§ **ASSIGNMENT**
The answer should consist solely of the lines from the first one below through the line containing "target | woman", copied exactly.

[Data items]

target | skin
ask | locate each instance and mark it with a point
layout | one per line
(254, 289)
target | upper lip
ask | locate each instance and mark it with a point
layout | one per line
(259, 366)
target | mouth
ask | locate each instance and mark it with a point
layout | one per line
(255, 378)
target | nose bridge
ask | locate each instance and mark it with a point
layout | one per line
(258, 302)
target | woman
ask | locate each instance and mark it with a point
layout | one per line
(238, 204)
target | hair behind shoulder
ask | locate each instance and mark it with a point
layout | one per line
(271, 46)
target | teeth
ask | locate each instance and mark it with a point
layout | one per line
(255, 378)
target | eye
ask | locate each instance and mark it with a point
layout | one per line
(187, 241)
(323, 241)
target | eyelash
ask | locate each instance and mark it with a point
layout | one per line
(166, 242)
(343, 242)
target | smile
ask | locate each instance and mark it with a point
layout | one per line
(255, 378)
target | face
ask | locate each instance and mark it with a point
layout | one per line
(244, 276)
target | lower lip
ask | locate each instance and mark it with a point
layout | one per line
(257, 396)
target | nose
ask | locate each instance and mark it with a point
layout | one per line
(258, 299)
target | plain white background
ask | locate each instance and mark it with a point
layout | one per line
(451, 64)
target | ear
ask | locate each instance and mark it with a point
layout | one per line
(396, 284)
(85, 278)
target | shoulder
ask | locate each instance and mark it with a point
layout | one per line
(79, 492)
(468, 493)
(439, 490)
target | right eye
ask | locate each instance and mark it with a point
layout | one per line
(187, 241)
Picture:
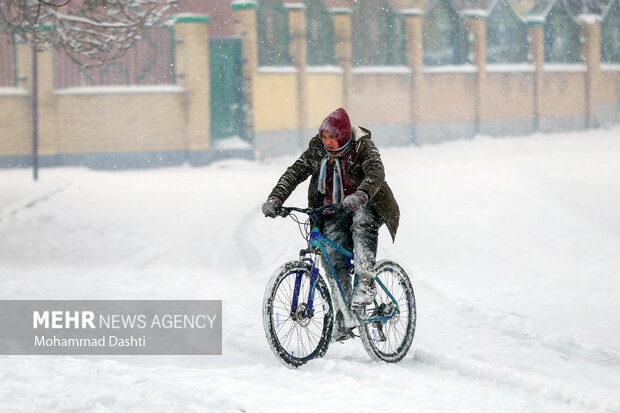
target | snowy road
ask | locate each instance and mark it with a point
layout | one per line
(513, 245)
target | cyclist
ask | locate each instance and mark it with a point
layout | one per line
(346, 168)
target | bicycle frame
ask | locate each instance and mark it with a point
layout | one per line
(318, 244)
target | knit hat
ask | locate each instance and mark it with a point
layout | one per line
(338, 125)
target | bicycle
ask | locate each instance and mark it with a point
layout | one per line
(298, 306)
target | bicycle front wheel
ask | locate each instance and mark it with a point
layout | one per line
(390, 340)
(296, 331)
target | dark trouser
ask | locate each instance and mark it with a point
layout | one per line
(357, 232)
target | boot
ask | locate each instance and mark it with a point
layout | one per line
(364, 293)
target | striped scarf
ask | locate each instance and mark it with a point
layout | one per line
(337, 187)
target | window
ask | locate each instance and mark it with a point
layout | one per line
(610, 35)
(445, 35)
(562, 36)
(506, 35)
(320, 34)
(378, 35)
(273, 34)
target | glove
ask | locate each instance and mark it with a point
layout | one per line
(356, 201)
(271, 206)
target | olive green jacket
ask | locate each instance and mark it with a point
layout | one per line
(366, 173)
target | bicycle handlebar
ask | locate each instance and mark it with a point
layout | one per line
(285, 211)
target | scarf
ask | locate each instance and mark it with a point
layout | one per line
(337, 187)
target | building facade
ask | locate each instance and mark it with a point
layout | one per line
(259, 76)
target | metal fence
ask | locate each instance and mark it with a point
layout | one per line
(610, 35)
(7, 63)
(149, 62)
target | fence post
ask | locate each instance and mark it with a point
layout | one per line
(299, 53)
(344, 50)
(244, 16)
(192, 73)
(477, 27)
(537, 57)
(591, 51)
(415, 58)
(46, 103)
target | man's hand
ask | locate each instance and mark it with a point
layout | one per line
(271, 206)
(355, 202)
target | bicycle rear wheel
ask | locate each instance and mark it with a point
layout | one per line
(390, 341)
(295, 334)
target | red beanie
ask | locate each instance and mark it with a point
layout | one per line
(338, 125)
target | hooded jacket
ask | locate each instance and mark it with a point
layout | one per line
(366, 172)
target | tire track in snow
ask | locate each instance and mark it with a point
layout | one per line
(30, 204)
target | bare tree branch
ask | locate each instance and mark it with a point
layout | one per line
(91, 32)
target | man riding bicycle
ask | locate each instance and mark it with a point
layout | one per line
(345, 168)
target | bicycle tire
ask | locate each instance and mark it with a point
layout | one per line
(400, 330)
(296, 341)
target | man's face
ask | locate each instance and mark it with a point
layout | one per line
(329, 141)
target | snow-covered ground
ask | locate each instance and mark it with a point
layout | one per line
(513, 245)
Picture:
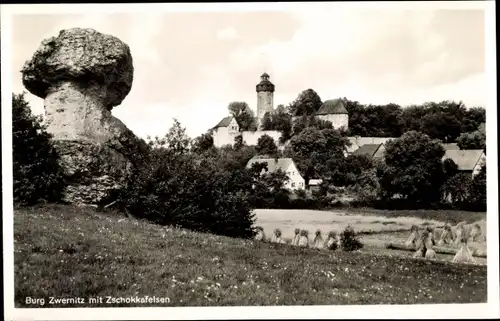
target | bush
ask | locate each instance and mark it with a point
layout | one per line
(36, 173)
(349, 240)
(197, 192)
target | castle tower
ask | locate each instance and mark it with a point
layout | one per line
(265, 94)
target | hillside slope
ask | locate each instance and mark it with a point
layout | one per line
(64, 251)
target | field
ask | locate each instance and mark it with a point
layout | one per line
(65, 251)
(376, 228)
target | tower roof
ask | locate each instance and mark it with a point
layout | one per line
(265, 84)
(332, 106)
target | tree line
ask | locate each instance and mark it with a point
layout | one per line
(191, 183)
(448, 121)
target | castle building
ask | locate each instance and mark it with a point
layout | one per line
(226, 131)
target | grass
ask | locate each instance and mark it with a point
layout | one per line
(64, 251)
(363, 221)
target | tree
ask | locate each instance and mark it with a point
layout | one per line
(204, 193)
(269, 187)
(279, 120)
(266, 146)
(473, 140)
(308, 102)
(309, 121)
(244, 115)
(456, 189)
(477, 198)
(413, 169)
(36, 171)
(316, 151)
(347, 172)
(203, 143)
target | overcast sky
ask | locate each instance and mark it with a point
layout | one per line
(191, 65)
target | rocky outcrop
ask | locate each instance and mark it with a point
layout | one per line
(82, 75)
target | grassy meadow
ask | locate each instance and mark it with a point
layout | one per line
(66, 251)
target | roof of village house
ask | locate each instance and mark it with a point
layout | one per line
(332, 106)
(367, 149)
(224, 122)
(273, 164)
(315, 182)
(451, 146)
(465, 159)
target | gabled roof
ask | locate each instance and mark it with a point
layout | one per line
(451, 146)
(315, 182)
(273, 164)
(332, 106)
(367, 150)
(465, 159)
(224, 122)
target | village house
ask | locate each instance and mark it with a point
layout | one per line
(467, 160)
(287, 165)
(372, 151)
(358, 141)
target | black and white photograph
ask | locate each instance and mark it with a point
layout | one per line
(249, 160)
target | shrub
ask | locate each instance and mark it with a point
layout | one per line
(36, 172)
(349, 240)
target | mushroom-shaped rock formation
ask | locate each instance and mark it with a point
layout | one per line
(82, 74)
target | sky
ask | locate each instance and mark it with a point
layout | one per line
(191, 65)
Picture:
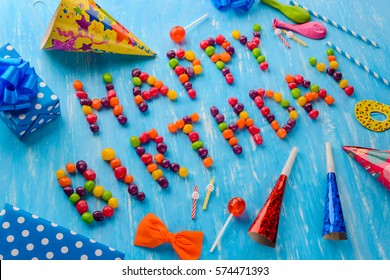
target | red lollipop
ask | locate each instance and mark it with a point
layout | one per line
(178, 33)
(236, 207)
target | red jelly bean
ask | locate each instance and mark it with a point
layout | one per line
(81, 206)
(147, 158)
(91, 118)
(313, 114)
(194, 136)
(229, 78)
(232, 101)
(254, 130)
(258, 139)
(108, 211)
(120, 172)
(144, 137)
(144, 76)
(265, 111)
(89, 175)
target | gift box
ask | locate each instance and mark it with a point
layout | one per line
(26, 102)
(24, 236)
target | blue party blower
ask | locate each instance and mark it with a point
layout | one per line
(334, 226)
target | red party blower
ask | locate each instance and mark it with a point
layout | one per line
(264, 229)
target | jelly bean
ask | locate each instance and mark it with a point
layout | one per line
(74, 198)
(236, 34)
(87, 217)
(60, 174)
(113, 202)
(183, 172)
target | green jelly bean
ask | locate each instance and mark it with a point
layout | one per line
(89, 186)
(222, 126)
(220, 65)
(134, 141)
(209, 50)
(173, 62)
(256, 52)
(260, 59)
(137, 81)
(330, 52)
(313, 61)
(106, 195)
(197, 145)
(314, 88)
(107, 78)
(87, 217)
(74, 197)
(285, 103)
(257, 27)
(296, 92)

§ **TASK OUTPUT**
target | skin
ask | locate each instance and mark it with a point
layout | one per line
(254, 289)
target | upper lip
ask | locate each instance and mark it with a point
layout | one per line
(259, 366)
target | mouth
ask | locate each instance and mark it with a point
layout | one per line
(255, 378)
target | nose bridge
ask | locate each instance and mark it with a point
layout | one per line
(258, 302)
target | woman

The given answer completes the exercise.